■ The task:
In the lines below, find the one that contains "Task: point to the tree." and write it out exactly, along with every line that follows it.
[START OF Record extracts]
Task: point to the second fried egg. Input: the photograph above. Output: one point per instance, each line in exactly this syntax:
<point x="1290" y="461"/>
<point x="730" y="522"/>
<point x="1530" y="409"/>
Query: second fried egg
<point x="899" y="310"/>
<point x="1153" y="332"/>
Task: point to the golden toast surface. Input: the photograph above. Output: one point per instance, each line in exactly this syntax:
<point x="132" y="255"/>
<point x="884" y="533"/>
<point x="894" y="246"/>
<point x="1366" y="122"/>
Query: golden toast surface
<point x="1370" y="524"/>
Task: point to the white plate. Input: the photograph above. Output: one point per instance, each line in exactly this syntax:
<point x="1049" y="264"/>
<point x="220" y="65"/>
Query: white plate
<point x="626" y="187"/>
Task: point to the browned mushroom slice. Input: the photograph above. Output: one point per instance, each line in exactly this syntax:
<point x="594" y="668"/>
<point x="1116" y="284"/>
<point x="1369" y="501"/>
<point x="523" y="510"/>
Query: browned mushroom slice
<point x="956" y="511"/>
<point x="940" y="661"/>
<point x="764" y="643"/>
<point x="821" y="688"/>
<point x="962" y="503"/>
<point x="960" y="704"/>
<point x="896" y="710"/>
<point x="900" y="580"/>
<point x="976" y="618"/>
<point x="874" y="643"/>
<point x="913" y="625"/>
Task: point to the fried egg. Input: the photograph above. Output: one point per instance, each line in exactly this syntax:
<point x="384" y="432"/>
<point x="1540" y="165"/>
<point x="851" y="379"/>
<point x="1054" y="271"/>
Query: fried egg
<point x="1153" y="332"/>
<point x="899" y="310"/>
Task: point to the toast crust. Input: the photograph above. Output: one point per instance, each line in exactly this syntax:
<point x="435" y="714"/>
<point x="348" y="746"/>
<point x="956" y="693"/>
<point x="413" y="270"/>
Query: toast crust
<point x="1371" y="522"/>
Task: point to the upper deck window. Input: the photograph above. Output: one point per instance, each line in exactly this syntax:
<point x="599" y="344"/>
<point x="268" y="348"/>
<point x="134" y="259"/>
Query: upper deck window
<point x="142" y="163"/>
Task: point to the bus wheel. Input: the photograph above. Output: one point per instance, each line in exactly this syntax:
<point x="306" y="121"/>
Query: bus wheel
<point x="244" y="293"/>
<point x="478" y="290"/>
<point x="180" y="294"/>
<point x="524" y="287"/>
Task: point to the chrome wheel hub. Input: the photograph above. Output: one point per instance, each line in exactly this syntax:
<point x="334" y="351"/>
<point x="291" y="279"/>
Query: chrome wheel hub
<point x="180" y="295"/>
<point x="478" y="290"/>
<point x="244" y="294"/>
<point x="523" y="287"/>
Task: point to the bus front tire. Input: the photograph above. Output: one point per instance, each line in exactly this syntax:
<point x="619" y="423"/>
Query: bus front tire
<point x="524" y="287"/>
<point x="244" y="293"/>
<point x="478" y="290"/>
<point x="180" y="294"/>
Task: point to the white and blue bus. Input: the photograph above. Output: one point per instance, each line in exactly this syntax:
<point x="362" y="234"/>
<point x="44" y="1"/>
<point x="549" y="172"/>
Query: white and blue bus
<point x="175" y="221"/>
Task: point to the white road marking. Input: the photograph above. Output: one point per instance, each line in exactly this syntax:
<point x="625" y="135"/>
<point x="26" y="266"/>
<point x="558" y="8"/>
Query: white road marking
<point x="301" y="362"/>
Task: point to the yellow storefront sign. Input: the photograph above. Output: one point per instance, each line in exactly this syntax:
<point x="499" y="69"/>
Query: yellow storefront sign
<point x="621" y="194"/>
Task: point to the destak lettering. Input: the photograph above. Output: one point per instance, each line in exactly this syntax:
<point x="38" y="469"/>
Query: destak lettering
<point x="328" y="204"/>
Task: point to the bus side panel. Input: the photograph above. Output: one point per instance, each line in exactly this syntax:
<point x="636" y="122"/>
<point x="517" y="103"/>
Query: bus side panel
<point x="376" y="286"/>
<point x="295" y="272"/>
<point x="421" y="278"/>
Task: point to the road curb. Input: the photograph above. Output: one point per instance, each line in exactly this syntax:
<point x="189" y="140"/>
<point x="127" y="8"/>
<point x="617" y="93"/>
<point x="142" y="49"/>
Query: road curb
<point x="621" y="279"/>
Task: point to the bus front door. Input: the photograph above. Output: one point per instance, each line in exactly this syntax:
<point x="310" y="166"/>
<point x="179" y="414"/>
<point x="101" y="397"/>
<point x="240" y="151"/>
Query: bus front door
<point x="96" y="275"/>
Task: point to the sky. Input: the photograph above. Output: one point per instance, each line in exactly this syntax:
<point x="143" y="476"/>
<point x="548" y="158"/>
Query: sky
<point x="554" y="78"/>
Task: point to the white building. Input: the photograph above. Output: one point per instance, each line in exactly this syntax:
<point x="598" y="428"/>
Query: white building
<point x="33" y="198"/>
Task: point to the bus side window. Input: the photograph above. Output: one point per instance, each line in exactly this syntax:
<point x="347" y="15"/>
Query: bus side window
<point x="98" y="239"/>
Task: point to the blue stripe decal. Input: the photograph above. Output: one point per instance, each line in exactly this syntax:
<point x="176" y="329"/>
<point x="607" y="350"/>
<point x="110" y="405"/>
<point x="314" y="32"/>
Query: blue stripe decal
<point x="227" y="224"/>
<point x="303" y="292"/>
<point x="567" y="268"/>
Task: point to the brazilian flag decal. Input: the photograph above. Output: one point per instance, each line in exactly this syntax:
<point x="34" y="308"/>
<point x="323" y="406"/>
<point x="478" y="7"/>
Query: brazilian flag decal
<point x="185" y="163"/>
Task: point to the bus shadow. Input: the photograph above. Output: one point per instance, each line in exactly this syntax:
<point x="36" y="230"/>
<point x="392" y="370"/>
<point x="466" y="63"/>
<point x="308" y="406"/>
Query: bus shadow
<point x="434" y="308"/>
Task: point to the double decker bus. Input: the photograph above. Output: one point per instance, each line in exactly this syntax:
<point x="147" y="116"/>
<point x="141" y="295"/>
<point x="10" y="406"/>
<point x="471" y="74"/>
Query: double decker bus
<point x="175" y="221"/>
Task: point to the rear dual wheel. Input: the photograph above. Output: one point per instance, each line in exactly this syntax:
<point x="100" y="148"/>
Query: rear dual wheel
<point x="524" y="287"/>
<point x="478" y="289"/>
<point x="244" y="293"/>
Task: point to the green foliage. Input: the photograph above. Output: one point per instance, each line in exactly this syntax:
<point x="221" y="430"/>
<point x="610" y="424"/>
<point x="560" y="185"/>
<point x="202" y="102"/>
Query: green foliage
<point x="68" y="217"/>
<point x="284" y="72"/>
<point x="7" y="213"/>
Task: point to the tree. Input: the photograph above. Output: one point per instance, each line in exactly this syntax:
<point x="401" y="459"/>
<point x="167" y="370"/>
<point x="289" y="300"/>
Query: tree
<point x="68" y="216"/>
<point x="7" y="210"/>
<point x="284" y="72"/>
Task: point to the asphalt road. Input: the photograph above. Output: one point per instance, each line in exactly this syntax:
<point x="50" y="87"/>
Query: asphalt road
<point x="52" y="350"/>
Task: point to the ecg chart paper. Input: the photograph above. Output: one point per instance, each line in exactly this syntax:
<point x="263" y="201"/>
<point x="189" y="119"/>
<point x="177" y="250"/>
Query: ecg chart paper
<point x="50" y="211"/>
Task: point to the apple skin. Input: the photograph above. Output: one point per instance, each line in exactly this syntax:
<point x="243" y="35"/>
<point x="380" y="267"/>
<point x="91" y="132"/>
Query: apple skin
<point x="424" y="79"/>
[END OF Record extracts]
■ Response to the task:
Task: point to the tree. Input: the photograph above. Output: one point per instance, each line in exactly this syntax:
<point x="401" y="459"/>
<point x="167" y="370"/>
<point x="289" y="300"/>
Query: tree
<point x="68" y="216"/>
<point x="7" y="210"/>
<point x="284" y="72"/>
Task: point to the asphalt road. Input: the photograph above. Output: one point per instance, each line in exactly this syntax:
<point x="50" y="87"/>
Query: asphalt road
<point x="52" y="350"/>
Task: point to the ecg chart paper. Input: the photograph above. Output: one point per instance, each line in exactly this syntax:
<point x="263" y="201"/>
<point x="189" y="119"/>
<point x="177" y="250"/>
Query: ecg chart paper
<point x="50" y="211"/>
Task: point to the apple skin. Input: the photograph above. Output: one point per instance, each line in exactly this syntax:
<point x="243" y="35"/>
<point x="380" y="267"/>
<point x="91" y="132"/>
Query: apple skin
<point x="424" y="79"/>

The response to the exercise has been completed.